start Text shown

Ok, so I assumed I could figure this out and do it right the first time. Now,...umm.....

I adopted a recipe from these forums (Yooper's Anchor Steam Clone) , but wanted to reduce it to fit in a 3 gallon carboy. Many hours later, I found Beersmith, which seems to be able to easily scale recipes down or up. I changed the recipe around a little : added 3lbs light malt extract syrup instead of DME, and added 1lbs LME that I had laying around. No biggie. Obviously I need to read more about hops and their uses/effects since I got myself into this mess though.... I had two packets to work with, and I had already got all the stuff out....that sort of point of no return that one feels just before starting.

end Text shown

** Goal of the exercise **
Could you copy the homebrewing post above in full, word for word?

start Listing

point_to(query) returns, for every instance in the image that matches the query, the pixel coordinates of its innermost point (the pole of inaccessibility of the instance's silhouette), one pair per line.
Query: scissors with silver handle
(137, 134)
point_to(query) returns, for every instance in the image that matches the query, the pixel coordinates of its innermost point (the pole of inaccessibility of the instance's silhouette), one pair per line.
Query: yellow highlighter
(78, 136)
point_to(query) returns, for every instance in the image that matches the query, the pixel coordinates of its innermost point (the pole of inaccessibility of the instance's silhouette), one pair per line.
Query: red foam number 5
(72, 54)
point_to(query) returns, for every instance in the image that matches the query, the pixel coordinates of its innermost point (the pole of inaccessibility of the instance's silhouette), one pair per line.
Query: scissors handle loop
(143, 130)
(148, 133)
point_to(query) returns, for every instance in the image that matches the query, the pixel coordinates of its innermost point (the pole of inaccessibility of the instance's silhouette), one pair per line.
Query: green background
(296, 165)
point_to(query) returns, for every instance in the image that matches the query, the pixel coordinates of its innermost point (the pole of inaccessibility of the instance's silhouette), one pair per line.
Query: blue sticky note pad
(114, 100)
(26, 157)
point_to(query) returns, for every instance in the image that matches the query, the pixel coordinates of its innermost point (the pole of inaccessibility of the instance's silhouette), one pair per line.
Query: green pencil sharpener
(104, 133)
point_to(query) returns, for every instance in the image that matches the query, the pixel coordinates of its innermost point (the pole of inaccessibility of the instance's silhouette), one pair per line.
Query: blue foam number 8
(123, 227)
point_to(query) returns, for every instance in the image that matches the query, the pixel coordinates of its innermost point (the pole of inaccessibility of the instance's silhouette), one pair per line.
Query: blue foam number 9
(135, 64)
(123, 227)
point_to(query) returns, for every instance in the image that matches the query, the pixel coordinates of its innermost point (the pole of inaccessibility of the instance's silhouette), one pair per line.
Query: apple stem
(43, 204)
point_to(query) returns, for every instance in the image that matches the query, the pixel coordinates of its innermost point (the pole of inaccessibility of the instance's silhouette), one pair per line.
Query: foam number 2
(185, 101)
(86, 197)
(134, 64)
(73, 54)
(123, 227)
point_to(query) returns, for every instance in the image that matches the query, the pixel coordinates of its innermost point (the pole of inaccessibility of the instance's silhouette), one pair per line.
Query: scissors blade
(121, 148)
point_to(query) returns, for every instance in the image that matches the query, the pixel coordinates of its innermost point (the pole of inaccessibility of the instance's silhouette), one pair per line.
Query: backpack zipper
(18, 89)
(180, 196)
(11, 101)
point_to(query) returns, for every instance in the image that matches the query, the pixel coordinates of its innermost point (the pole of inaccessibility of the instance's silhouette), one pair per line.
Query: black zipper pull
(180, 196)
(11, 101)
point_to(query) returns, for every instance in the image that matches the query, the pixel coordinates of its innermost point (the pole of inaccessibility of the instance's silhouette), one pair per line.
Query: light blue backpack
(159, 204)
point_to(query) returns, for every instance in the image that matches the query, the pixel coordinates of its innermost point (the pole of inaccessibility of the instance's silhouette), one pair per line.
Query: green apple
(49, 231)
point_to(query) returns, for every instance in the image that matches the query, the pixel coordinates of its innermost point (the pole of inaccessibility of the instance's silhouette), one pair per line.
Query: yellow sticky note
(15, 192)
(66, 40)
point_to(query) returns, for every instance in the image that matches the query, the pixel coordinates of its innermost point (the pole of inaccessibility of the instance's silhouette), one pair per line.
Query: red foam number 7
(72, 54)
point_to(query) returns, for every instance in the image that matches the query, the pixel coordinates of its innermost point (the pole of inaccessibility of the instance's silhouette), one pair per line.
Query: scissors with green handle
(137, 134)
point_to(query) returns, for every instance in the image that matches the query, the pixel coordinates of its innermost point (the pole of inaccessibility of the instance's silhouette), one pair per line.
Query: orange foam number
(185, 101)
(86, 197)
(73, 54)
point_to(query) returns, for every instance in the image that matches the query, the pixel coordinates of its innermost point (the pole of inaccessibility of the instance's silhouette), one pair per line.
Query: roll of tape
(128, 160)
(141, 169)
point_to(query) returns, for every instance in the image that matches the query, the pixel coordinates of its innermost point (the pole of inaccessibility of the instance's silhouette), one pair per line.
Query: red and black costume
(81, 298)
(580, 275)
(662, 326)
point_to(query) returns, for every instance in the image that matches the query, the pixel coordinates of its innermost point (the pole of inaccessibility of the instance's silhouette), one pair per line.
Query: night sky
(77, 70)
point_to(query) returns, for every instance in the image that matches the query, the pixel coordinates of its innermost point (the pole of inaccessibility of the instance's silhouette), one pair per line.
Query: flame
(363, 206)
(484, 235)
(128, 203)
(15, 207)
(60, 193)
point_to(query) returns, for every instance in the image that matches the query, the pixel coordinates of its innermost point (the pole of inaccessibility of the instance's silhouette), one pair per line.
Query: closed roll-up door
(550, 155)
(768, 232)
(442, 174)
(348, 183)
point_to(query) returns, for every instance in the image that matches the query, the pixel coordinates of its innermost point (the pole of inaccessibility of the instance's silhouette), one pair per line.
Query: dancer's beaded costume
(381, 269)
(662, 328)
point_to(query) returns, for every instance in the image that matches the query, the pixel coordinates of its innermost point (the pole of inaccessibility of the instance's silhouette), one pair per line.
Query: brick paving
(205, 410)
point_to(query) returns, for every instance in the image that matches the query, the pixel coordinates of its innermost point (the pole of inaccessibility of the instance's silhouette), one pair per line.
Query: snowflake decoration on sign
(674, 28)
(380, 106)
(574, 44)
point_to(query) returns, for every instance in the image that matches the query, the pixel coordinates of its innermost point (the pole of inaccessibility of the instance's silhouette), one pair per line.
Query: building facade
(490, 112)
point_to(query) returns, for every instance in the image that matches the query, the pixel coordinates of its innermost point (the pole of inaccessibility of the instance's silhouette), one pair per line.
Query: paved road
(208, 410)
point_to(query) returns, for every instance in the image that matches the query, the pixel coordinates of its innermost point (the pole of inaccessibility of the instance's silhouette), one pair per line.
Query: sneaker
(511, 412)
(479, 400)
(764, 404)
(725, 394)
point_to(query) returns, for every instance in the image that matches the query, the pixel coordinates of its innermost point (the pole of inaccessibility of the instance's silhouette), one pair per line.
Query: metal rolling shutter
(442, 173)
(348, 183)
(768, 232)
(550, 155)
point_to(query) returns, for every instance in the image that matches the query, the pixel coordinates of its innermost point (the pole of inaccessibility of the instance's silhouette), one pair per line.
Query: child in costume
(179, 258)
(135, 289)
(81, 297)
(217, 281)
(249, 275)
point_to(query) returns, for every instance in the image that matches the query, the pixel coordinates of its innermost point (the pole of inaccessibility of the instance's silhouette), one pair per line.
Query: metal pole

end Listing

** Expected output **
Ok, so I assumed I could figure this out and do it right the first time. Now,...umm.....

I adopted a recipe from these forums (Yooper's Anchor Steam Clone) , but wanted to reduce it to fit in a 3 gallon carboy. Many hours later, I found Beersmith, which seems to be able to easily scale recipes down or up. I changed the recipe around a little : added 3lbs light malt extract syrup instead of DME, and added 1lbs LME that I had laying around. No biggie. Obviously I need to read more about hops and their uses/effects since I got myself into this mess though.... I had two packets to work with, and I had already got all the stuff out....that sort of point of no return that one feels just before starting.